━━━ SELECTION ━━━

Currently, there is no mechanism to ensure that an .eln file was actually created by a specific ELN, which poses issues related to data provenance and in how far the information inside the .eln can be trusted.

Motivation

While ELNs generally assume that the information from users can be trusted, there are cases where it may be necessary to know that the information was entered at a specific time by a specific person, and where proof is needed for this instead of relying on the users to be trustworthy. To achieve this, many ELNs include mechanisms such as timestamping, versioning or signing of entered information.

For those ELNs, importing an .eln file must not circumvent these mechanisms, as that would render them useless, and as such all information has to be marked as coming from an import from user X at date/time Y. A chain of trust for information from .eln files could potentially improve the situation there, as another ELN might be more trust-worthy than users in these cases. It would still be necessary to mark the information as coming from an import, but it could be marked as coming from a specific ELN instead of coming from a user.

Ideas / Suggestions

The .eln file consists of an ro-crate-metadata.json and various other files, which should be listed in the ro-crate-metadata.json file. If possible, the ro-crate-metadata.json should include SHA256 hash values for those files, which allows us to trust that those files have not been tampered with (or suffered from data rot) as long as the ro-crate-metadata.json itself is trustworthy. As such, implementing a system of trust for the ro-crate-metadata.json should be satisfactory to ensure that the whole .eln file can be trusted.

A typical approach for this would to provide a signature for the ro-crate-metadata.json alongside the file itself. To do this, we need to figure out what digital signature scheme we would want to use, how keys are to be discovered and how the signature should be stored inside the .eln file.

━━━ INFORMATION GIVEN ━━━

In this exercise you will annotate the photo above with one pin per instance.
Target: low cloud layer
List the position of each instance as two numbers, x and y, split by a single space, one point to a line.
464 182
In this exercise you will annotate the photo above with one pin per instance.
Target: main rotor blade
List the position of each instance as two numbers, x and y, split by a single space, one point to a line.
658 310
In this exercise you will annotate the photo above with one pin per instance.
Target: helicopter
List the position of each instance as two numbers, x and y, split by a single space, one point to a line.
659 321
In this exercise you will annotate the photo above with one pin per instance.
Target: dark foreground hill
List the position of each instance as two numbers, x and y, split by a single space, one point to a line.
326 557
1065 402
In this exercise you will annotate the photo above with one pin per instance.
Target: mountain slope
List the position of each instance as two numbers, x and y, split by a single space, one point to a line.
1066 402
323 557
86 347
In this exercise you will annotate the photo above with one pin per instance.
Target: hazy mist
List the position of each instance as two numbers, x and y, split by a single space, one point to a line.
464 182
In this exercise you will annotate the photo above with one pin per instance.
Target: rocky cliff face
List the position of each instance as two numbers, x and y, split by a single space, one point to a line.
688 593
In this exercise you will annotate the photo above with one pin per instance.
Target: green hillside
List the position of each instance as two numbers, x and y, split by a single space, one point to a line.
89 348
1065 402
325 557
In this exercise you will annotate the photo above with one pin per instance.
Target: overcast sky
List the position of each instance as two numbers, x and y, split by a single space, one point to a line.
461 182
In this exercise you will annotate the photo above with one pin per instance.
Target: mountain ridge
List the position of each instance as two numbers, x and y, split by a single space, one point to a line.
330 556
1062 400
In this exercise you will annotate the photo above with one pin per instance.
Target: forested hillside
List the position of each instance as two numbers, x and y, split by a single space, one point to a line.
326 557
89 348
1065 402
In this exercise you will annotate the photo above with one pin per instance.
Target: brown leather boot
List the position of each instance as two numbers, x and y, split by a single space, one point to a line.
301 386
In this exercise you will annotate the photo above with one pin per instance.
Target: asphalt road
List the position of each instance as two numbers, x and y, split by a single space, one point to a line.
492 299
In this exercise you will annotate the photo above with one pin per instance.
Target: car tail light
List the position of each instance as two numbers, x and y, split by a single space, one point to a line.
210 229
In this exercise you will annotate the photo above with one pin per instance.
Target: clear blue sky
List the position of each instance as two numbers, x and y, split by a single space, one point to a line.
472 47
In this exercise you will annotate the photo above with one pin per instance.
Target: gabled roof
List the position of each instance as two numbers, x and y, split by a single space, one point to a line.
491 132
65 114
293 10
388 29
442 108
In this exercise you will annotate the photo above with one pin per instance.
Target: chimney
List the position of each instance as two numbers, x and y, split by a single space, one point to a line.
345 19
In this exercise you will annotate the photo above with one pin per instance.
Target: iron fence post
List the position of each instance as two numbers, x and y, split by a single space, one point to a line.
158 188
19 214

━━━
━━━ INFORMATION GIVEN ━━━

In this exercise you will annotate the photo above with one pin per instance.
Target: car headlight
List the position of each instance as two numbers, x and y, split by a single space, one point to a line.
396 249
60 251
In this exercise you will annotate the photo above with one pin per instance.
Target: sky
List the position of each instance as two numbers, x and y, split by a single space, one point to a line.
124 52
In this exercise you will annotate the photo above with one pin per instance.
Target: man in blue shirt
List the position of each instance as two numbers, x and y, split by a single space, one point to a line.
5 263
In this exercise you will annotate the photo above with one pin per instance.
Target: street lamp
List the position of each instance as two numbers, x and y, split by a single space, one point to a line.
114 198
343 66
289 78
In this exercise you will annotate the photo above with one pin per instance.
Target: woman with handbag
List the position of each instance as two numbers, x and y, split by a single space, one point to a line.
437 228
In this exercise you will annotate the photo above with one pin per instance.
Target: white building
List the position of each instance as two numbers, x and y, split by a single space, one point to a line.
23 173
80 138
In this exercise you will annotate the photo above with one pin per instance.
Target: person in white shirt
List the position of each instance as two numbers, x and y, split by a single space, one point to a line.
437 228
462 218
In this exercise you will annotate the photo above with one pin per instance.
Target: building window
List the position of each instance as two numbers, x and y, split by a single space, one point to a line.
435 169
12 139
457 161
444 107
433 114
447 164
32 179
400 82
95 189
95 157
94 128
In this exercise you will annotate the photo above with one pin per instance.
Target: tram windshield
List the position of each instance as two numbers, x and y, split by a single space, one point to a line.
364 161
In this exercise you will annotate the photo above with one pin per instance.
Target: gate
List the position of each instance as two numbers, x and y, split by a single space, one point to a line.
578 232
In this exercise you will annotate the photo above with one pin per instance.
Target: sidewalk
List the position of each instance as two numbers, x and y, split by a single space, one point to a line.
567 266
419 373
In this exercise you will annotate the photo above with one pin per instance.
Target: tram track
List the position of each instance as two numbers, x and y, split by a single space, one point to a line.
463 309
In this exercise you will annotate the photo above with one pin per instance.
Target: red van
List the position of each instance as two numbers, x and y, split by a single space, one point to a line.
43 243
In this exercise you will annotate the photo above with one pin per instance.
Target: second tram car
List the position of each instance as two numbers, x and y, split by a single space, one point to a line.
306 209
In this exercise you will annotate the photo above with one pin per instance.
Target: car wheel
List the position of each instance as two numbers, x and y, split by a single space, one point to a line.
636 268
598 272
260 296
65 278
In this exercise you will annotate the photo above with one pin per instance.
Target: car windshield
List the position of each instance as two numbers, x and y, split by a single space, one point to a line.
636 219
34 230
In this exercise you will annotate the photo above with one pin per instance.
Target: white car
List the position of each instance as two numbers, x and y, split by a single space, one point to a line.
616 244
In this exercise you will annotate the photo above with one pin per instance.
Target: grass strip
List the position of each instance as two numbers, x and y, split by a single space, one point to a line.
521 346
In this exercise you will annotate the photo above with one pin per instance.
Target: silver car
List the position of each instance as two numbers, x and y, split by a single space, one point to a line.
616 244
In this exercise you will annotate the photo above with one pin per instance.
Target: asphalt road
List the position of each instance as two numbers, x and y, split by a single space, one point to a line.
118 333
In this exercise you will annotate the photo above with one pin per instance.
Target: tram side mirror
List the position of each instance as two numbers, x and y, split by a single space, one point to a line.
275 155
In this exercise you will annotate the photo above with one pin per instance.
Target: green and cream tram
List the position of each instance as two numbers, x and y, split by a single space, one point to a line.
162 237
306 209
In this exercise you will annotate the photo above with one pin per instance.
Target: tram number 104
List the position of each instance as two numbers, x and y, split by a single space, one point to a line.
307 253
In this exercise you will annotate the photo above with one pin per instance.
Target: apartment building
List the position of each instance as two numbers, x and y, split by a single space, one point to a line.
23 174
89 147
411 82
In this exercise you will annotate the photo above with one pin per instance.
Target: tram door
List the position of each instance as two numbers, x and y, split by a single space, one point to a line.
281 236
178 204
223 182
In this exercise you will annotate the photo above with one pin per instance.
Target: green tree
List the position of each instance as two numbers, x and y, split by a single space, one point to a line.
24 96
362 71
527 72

━━━
━━━ INFORMATION GIVEN ━━━

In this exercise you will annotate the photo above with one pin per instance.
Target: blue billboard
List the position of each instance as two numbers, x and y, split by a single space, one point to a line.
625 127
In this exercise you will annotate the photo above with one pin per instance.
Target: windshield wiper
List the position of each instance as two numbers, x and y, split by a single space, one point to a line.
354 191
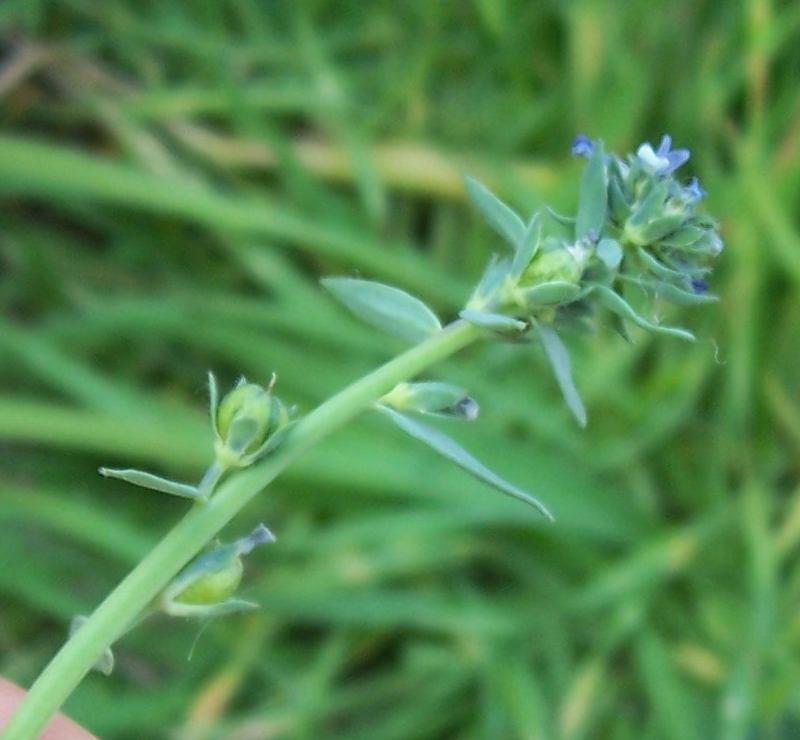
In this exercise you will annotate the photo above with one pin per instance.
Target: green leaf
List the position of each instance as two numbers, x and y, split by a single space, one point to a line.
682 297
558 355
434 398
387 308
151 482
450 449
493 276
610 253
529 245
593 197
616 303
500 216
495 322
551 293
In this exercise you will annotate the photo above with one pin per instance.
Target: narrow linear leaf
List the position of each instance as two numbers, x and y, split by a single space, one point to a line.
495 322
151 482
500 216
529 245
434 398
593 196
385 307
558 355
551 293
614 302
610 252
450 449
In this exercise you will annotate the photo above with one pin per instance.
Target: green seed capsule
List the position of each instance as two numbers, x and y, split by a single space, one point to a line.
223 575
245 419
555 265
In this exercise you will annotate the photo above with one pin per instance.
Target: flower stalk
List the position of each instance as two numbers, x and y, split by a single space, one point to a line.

━━━

**TASK OBJECTIVE**:
Reproduce word for word the part of the passage on trust in .eln files that opens with the words containing "Currently, there is" and closes with "the .eln can be trusted.".

**RESPONSE TO THIS TASK**:
Currently, there is no mechanism to ensure that an .eln file was actually created by a specific ELN, which poses issues related to data provenance and in how far the information inside the .eln can be trusted.